春の細かい雨が降る日、福岡S病院に友人を見舞った。手術の前に会いに行った。友人はいつもの笑顔で、励ましに行った私を逆に元気づけてくれた。友人はケラケラと笑うのに、部屋には不安な空気が重く漂っていた。
病院を出て一人になりたかった。喫茶店でもないかと交差点を渡った。
“医療を届ける 思いを届ける”という幟の下に『国境なき医師団』の方が募金のためにそこに立っていた。目があった。若いキリリとした表情の女性がサッと手を差し伸べた。私はそれを握った。降り続いている霧のような雨が彼女の髪や頬を濡らしている。

• [課題 A]: 見舞いの場面を描いた抜粋を、二文に要約せよ。
• [課題 B]:
見舞いの場面を描いた抜粋について、次の(i)〜(iii)が内容と合うかどうかを、それぞれ「はい」か「いいえ」で答えよ。判断の決め手となる抜粋の語句も、そのまま引用すること。
(i) 書き手は友人の手術が終わってから見舞った。
(ii) 書き手は病院を出たあと、一人になりたかった。
(iii) 先に手を差し伸べたのは募金をしていた女性のほうだった。
• [課題 C]: 雨の日の見舞いを描いた抜粋を、最後の文のあとから書き継いでください。
抜粋のあとに続く行は使わなくてよい。

• [提供された行]:
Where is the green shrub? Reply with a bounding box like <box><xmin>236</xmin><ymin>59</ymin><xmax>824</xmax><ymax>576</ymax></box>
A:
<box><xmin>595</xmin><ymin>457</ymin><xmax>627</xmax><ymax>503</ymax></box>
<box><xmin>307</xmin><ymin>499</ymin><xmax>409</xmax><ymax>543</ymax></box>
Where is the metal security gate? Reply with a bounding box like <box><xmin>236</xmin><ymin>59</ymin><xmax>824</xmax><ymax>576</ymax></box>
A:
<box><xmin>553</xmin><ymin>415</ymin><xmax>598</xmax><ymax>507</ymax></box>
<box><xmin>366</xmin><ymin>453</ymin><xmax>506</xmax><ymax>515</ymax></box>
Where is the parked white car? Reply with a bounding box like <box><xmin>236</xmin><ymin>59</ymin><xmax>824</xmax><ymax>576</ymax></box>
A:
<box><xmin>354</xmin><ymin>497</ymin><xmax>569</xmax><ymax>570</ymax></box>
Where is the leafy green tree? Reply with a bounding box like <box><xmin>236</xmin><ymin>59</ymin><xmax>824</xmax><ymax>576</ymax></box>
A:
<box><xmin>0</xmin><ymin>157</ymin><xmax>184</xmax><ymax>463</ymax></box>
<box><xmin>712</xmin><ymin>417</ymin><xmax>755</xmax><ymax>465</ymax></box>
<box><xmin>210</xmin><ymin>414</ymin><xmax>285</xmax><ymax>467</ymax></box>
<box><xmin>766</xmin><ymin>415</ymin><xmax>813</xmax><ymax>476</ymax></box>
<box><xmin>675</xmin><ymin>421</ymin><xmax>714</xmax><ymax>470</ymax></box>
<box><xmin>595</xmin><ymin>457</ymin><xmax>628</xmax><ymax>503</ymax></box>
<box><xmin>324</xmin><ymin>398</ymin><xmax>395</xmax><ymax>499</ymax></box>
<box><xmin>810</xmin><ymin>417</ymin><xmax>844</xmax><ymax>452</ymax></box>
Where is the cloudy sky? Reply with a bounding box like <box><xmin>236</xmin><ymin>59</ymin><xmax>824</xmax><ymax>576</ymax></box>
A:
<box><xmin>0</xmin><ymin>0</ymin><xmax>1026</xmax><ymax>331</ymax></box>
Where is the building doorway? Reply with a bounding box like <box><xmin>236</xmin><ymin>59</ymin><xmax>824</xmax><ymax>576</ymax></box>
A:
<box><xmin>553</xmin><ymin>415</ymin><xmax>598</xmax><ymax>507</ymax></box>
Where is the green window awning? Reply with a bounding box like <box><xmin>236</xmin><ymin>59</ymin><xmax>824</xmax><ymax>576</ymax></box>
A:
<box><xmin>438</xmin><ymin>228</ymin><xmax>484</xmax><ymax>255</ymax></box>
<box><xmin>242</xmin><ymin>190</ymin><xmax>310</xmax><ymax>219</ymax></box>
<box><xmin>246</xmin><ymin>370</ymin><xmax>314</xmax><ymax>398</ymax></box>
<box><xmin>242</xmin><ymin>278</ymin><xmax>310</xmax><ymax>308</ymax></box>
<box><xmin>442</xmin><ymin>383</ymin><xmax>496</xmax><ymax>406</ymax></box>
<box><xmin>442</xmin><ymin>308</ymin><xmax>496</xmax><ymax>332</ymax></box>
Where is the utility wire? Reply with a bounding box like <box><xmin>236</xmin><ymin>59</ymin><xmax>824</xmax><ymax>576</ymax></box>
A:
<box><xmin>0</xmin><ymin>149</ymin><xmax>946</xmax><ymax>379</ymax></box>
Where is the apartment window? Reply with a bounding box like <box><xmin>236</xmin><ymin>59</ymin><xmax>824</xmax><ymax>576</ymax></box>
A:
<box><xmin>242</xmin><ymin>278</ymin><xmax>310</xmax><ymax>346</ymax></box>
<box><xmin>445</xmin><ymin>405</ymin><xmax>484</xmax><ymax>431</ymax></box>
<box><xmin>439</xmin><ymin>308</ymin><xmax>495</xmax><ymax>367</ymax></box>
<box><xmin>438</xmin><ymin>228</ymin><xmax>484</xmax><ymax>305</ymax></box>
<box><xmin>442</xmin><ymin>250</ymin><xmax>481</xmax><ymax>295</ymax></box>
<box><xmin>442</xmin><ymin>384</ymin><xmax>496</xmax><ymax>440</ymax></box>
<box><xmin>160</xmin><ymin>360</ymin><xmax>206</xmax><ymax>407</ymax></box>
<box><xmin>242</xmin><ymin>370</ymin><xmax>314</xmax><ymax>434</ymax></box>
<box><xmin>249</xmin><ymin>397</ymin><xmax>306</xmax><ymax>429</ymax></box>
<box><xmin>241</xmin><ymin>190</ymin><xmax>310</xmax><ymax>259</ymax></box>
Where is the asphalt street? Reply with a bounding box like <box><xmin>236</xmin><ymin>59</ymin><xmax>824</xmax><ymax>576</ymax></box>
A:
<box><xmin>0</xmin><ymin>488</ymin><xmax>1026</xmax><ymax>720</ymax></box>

• [解答 A]: 春の細かい雨が降る日、書き手は手術前の友人を福岡S病院に見舞い、笑う友人に逆に元気づけられたが、部屋には不安な空気が重く漂っていた。病院を出て交差点を渡ると、『国境なき医師団』の募金に立つ若い女性が手を差し伸べ、書き手はその手を握った。

• [解答 B]:
(i) いいえ。「手術の前に会いに行った。」
(ii) はい。「病院を出て一人になりたかった。」
(iii) はい。「若いキリリとした表情の女性がサッと手を差し伸べた。」

• [解答 C]:
置かれていたパンフレットには、疲れた母親に抱かれた痩せた赤ちゃんがいた。私を見ている。予防接種を受けるために行列をするアフリカの子供達の写真を見ながら、一助になりたいと思った。誰かが紛争を起こし誰かが助ける。誰かが壊し誰かがまた積み上げる。沢山の人達が死に、そして飢える。片や多数の食物が廃棄される。私にはわからない世界の問題があるのだろうが苦しむのは無力な庶民と子供。
『国境なき医師団』の活動をされる人達の、意志の強い光を放つ目と向かい合うと、心が上向きになっていくのがわかる。雨も上がり空が明るくなってきた。大丈夫だ。人は助け合いながら生き続けて行ける。